Set problem A =>
Please rewrite the assembly notes from "mov ax,64C1h ;" up to and including "number of 1’s).", putting "value" wherever "integer" appears.

— BEGIN Passage to read —

Showing posts with label assembly. Show all posts
Showing posts with label assembly. Show all posts

Thursday, April 22, 2021

Boolean and Comparison Instructions

AND

  • Performs AND on each bit of source and destination operands
  • Result is stored on destination operand

AND reg,reg
AND reg,mem
AND reg,imm
AND mem,reg
AND mem,imm


  • Example:

mov al,0000001b  ; al = 0000001b
and al,0000000b  ; al = 0000000b


  • Can be used to mask bits (leave them unchanged)

and AL,11110110b    ; clear bits 0 and 3, leave others unchanged


  • Flags being modified:
    • Always clears overflow and carry flags
    • Modifies Sign, Zero, and Parity flags

OR

  • Similar to AND but performs OR instead

OR reg,reg
OR reg,mem
OR reg,imm
OR mem,reg
OR mem,imm


  • Can be used to modify a single bit leaving others unchanged

mov al,00000000b
or al,00000100b   ; set bit 2, leave others unchanged 


  • Here are the flags being modified (assuming AL is being modified)


XOR

  • Can be used as bit flippers (for symmetric encryption) - reversible property


  • Can be used whether a byte has even parity (parity flag set, even numbers of 1’s) or odd parity (parity flag clear, odd numbers of 1’s)

mov al,10110101b  ; 5 bits = odd parity
xor al,0          ; Parity flag clear (odd)
mov al,11001100b  ; 4 bits = even parity
xor al,0          ; Parity flag set (even)


  • Can be also used to check parity of a 16-bit integer - 16-bit parity

mov ax,64C1h ; 0110 0100 1100 0001
xor ah,al    ; Parity flag set (even) 


  • Doing XOR on exactly same integer results to 0 (XOR’ing to yourself). That means that it will set parity flag since the results is all 0’s (even number of 1’s).

mov al,22h   ; al = 22h
xor al,22h   ; al = 0


NOT

  • Inverts bits

NOT reg
NOT mem


  • Doesn’t affect any flags
  • Example:

mov al,11110000b
not al               ; AL = 00001111b


Test

  • Performs an implied AND (doesn’t modify the destination operand)
  • Example:

test al,00001001b     ; test bits 0 and 3


  • Can be used to check if a bit is set (can also work on multiple bits) set - Modifies zero flag



; Example for testing status of a device using but 5
mov al,status

; If bit 5 in status is set, this will clear zero flag.
; Otherwise it will set zero flag.
test al,00100000b
jnz DeviceOffline

; Can be used also on multiple bits 0, 1 and 4
test al,00010011b
jnz InputDataByte


  • Can be used to test if an integer is even or odd

mov eax,18
test eax,1   ; ZF = 1
mov eax,17
test eax,1   ; ZF = 0


CMP

  • Performs implied substraction between source and destination operands (both are not modified)

— END Passage to read —
— BEGIN Exercise inputs —

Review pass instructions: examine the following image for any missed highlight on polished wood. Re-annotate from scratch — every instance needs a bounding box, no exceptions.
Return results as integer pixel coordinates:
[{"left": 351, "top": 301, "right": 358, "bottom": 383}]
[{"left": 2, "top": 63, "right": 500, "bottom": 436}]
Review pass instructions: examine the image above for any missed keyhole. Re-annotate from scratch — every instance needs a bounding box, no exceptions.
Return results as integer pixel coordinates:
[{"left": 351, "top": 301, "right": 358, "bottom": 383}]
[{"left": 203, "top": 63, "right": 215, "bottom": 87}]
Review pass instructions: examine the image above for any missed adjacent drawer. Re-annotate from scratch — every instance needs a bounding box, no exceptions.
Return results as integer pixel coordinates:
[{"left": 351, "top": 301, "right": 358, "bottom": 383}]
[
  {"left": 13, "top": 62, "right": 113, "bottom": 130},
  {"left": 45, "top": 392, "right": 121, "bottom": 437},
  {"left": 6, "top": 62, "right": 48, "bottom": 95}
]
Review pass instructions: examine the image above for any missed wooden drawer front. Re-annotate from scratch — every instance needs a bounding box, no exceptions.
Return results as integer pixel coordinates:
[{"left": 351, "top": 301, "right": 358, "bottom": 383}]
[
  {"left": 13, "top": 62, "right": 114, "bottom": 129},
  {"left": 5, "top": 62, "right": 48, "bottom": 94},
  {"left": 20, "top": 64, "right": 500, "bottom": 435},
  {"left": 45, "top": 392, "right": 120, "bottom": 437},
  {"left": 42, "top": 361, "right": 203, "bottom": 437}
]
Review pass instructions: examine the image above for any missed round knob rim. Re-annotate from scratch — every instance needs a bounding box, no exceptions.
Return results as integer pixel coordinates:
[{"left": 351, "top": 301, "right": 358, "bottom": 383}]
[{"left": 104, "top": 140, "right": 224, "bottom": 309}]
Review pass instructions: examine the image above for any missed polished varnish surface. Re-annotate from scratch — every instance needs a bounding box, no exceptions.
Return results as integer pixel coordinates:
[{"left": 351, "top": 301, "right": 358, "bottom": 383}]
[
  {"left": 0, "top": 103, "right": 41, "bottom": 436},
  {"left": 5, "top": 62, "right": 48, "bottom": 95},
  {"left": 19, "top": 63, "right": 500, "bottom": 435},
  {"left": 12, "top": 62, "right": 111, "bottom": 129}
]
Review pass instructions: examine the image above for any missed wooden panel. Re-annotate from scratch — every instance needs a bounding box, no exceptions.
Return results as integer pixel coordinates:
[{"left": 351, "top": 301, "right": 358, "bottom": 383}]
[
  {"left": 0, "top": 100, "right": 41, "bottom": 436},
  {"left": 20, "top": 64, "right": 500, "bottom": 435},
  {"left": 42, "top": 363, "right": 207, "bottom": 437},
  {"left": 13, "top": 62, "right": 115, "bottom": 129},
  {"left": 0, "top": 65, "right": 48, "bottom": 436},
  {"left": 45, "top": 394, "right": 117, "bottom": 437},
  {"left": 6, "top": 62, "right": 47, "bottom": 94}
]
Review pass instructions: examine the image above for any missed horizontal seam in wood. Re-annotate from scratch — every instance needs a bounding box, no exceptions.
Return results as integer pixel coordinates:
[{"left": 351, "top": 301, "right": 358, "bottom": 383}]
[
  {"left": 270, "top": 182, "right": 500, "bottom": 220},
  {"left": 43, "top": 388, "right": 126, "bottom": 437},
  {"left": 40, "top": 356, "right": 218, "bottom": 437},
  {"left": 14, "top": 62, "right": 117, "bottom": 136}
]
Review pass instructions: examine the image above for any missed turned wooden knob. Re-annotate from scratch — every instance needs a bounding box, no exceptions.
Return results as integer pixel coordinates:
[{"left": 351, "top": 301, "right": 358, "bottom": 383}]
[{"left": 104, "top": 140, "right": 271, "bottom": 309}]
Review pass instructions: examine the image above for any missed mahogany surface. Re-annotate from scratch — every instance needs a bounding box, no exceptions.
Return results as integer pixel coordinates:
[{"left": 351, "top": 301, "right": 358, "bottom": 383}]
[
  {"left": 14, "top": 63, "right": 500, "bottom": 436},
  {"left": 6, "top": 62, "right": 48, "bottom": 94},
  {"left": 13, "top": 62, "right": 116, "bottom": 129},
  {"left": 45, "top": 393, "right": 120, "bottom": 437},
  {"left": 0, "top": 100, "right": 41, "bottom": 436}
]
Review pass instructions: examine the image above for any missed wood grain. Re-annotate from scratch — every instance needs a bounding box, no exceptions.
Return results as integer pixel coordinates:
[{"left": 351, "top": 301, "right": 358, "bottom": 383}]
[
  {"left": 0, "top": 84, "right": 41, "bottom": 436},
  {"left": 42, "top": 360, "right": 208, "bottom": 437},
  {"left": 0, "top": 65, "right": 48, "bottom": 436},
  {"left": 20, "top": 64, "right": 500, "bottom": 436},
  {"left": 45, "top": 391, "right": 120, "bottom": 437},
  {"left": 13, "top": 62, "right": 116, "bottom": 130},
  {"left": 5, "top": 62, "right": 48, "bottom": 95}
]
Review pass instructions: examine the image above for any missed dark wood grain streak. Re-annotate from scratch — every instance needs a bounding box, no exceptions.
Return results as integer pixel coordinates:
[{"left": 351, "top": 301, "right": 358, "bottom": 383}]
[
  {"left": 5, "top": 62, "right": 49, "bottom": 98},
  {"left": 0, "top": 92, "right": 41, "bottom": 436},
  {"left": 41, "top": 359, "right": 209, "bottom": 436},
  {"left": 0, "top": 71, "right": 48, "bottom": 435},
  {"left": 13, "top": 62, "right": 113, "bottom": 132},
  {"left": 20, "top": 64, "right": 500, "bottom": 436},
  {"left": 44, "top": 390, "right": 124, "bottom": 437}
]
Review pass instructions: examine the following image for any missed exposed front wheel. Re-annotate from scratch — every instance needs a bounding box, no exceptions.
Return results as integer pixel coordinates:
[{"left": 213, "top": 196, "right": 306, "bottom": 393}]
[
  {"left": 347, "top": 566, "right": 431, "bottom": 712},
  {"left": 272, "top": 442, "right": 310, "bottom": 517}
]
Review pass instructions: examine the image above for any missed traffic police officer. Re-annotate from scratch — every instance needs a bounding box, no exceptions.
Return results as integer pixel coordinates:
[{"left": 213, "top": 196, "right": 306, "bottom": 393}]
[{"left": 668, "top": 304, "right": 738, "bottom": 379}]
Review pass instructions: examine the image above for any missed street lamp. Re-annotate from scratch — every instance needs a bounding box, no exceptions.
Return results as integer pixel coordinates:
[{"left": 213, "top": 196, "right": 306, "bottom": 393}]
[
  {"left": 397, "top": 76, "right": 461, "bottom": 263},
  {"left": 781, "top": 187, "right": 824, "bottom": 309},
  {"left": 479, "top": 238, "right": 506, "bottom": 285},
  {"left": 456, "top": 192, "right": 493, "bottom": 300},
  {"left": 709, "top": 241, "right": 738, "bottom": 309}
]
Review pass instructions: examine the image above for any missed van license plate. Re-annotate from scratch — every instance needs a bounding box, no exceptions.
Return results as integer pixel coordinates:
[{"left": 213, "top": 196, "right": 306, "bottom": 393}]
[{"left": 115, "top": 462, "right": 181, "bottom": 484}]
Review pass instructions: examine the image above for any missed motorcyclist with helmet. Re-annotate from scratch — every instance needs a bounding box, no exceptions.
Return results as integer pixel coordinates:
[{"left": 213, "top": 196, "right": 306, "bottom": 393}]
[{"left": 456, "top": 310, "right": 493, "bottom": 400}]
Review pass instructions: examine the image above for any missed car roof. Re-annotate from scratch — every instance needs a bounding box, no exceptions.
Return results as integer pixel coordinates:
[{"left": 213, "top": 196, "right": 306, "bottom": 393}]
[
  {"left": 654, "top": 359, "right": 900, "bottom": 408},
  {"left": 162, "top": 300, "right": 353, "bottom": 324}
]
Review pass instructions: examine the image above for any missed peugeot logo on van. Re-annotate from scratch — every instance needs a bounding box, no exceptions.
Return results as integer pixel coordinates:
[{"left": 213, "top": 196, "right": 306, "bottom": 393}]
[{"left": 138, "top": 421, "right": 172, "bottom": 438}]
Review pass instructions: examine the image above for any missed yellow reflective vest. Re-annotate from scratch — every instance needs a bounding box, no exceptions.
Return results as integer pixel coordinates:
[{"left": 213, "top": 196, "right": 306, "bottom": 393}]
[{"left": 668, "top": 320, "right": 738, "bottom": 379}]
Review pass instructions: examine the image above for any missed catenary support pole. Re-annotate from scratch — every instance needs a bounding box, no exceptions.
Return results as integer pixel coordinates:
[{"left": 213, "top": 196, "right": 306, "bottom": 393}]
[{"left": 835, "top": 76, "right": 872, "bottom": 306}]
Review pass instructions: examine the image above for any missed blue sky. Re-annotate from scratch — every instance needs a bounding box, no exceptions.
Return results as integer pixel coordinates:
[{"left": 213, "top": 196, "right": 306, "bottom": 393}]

— END Exercise inputs —

Set problem B =>
Pull out every line of the listing that contains the word "following".

Output A =>
mov ax,64C1h ; 0110 0100 1100 0001
xor ah,al    ; Parity flag set (even) 


  • Doing XOR on exactly same value results to 0 (XOR’ing to yourself). That means that it will set parity flag since the results is all 0’s (even number of 1’s).

Output B =>
Review pass instructions: examine the following image for any missed highlight on polished wood. Re-annotate from scratch — every instance needs a bounding box, no exceptions.
Review pass instructions: examine the following image for any missed exposed front wheel. Re-annotate from scratch — every instance needs a bounding box, no exceptions.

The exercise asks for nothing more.